- _EXERCISE_:
Write out the records that appear below, verbatim and complete, but without pictures.

::::::::

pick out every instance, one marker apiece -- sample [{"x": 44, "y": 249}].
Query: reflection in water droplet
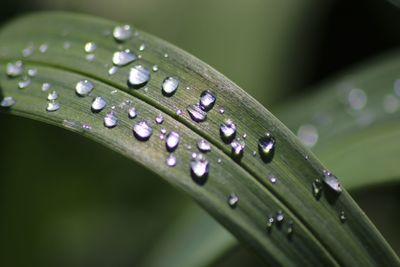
[
  {"x": 233, "y": 200},
  {"x": 207, "y": 100},
  {"x": 266, "y": 147},
  {"x": 138, "y": 76},
  {"x": 84, "y": 87},
  {"x": 227, "y": 131},
  {"x": 203, "y": 145},
  {"x": 196, "y": 113},
  {"x": 171, "y": 161},
  {"x": 122, "y": 58},
  {"x": 110, "y": 120},
  {"x": 98, "y": 104},
  {"x": 52, "y": 106},
  {"x": 122, "y": 33},
  {"x": 52, "y": 96},
  {"x": 15, "y": 69},
  {"x": 308, "y": 135},
  {"x": 7, "y": 102},
  {"x": 142, "y": 130},
  {"x": 172, "y": 141},
  {"x": 199, "y": 169},
  {"x": 170, "y": 85}
]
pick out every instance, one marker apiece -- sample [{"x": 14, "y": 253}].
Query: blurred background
[{"x": 79, "y": 209}]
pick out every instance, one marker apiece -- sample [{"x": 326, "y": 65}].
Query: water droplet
[
  {"x": 110, "y": 120},
  {"x": 172, "y": 141},
  {"x": 266, "y": 147},
  {"x": 98, "y": 104},
  {"x": 53, "y": 106},
  {"x": 15, "y": 69},
  {"x": 142, "y": 130},
  {"x": 196, "y": 113},
  {"x": 171, "y": 161},
  {"x": 357, "y": 99},
  {"x": 138, "y": 76},
  {"x": 122, "y": 58},
  {"x": 7, "y": 102},
  {"x": 52, "y": 96},
  {"x": 122, "y": 33},
  {"x": 24, "y": 83},
  {"x": 227, "y": 131},
  {"x": 199, "y": 169},
  {"x": 45, "y": 87},
  {"x": 84, "y": 87},
  {"x": 308, "y": 135},
  {"x": 342, "y": 217},
  {"x": 169, "y": 86},
  {"x": 237, "y": 149},
  {"x": 90, "y": 47},
  {"x": 317, "y": 188},
  {"x": 207, "y": 100},
  {"x": 159, "y": 119},
  {"x": 203, "y": 145},
  {"x": 233, "y": 200}
]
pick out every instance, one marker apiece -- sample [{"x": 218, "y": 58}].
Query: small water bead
[
  {"x": 14, "y": 69},
  {"x": 203, "y": 145},
  {"x": 52, "y": 96},
  {"x": 122, "y": 33},
  {"x": 169, "y": 86},
  {"x": 110, "y": 120},
  {"x": 196, "y": 113},
  {"x": 172, "y": 141},
  {"x": 171, "y": 161},
  {"x": 233, "y": 200},
  {"x": 7, "y": 102},
  {"x": 142, "y": 130},
  {"x": 332, "y": 182},
  {"x": 138, "y": 76},
  {"x": 266, "y": 147},
  {"x": 308, "y": 135},
  {"x": 227, "y": 131},
  {"x": 98, "y": 104},
  {"x": 52, "y": 106},
  {"x": 84, "y": 87},
  {"x": 122, "y": 58},
  {"x": 207, "y": 100},
  {"x": 159, "y": 119},
  {"x": 199, "y": 169}
]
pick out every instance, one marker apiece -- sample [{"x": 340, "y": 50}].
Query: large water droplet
[
  {"x": 7, "y": 102},
  {"x": 98, "y": 104},
  {"x": 84, "y": 87},
  {"x": 52, "y": 106},
  {"x": 142, "y": 130},
  {"x": 170, "y": 85},
  {"x": 203, "y": 145},
  {"x": 332, "y": 182},
  {"x": 122, "y": 58},
  {"x": 138, "y": 76},
  {"x": 207, "y": 100},
  {"x": 233, "y": 200},
  {"x": 266, "y": 147},
  {"x": 227, "y": 131},
  {"x": 110, "y": 120},
  {"x": 122, "y": 33},
  {"x": 196, "y": 113},
  {"x": 199, "y": 169},
  {"x": 172, "y": 141}
]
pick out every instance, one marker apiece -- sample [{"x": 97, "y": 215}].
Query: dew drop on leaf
[
  {"x": 266, "y": 147},
  {"x": 84, "y": 87},
  {"x": 142, "y": 130}
]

::::::::

- _THE ANSWER_:
pick out every instance, one marker apiece -- sample [{"x": 44, "y": 249}].
Query: reflection in water droplet
[
  {"x": 233, "y": 200},
  {"x": 207, "y": 100},
  {"x": 266, "y": 147},
  {"x": 138, "y": 76},
  {"x": 84, "y": 87},
  {"x": 227, "y": 131},
  {"x": 203, "y": 145},
  {"x": 196, "y": 113},
  {"x": 171, "y": 161},
  {"x": 122, "y": 58},
  {"x": 110, "y": 120},
  {"x": 98, "y": 104},
  {"x": 52, "y": 106},
  {"x": 122, "y": 33},
  {"x": 52, "y": 96},
  {"x": 15, "y": 69},
  {"x": 308, "y": 135},
  {"x": 7, "y": 102},
  {"x": 142, "y": 130},
  {"x": 172, "y": 141},
  {"x": 199, "y": 169},
  {"x": 170, "y": 85}
]
pick out every instance, one marker apiece -- sample [{"x": 14, "y": 253}].
Query: blurred background
[{"x": 79, "y": 209}]
pick out every instance, one marker apiece -- sample [{"x": 326, "y": 65}].
Query: water droplet
[
  {"x": 110, "y": 120},
  {"x": 172, "y": 141},
  {"x": 266, "y": 147},
  {"x": 98, "y": 104},
  {"x": 53, "y": 106},
  {"x": 15, "y": 69},
  {"x": 142, "y": 130},
  {"x": 196, "y": 113},
  {"x": 171, "y": 161},
  {"x": 357, "y": 99},
  {"x": 138, "y": 76},
  {"x": 122, "y": 58},
  {"x": 7, "y": 102},
  {"x": 52, "y": 96},
  {"x": 122, "y": 33},
  {"x": 24, "y": 83},
  {"x": 227, "y": 131},
  {"x": 199, "y": 169},
  {"x": 45, "y": 87},
  {"x": 84, "y": 87},
  {"x": 308, "y": 135},
  {"x": 342, "y": 217},
  {"x": 169, "y": 86},
  {"x": 237, "y": 149},
  {"x": 90, "y": 47},
  {"x": 317, "y": 188},
  {"x": 207, "y": 100},
  {"x": 159, "y": 119},
  {"x": 203, "y": 145},
  {"x": 233, "y": 200}
]
pick out every instance, one marker apiece -- sample [{"x": 218, "y": 58}].
Query: small water bead
[
  {"x": 14, "y": 69},
  {"x": 203, "y": 145},
  {"x": 52, "y": 96},
  {"x": 122, "y": 33},
  {"x": 169, "y": 86},
  {"x": 110, "y": 120},
  {"x": 196, "y": 113},
  {"x": 172, "y": 141},
  {"x": 171, "y": 161},
  {"x": 233, "y": 200},
  {"x": 7, "y": 102},
  {"x": 142, "y": 130},
  {"x": 332, "y": 182},
  {"x": 138, "y": 76},
  {"x": 266, "y": 147},
  {"x": 308, "y": 135},
  {"x": 227, "y": 131},
  {"x": 98, "y": 104},
  {"x": 52, "y": 106},
  {"x": 84, "y": 87},
  {"x": 122, "y": 58},
  {"x": 207, "y": 100},
  {"x": 159, "y": 119},
  {"x": 199, "y": 169}
]
pick out every instance, one marker apiece -- sample [{"x": 340, "y": 50}].
Query: large water droplet
[
  {"x": 7, "y": 102},
  {"x": 98, "y": 104},
  {"x": 84, "y": 87},
  {"x": 52, "y": 106},
  {"x": 142, "y": 130},
  {"x": 170, "y": 85},
  {"x": 203, "y": 145},
  {"x": 332, "y": 182},
  {"x": 122, "y": 58},
  {"x": 138, "y": 76},
  {"x": 207, "y": 100},
  {"x": 233, "y": 200},
  {"x": 266, "y": 147},
  {"x": 227, "y": 131},
  {"x": 110, "y": 120},
  {"x": 122, "y": 33},
  {"x": 196, "y": 113},
  {"x": 199, "y": 169},
  {"x": 172, "y": 141}
]
pick out every instance, one marker apiece -- sample [{"x": 97, "y": 215}].
Query: dew drop on leaf
[
  {"x": 266, "y": 147},
  {"x": 84, "y": 87},
  {"x": 142, "y": 130}
]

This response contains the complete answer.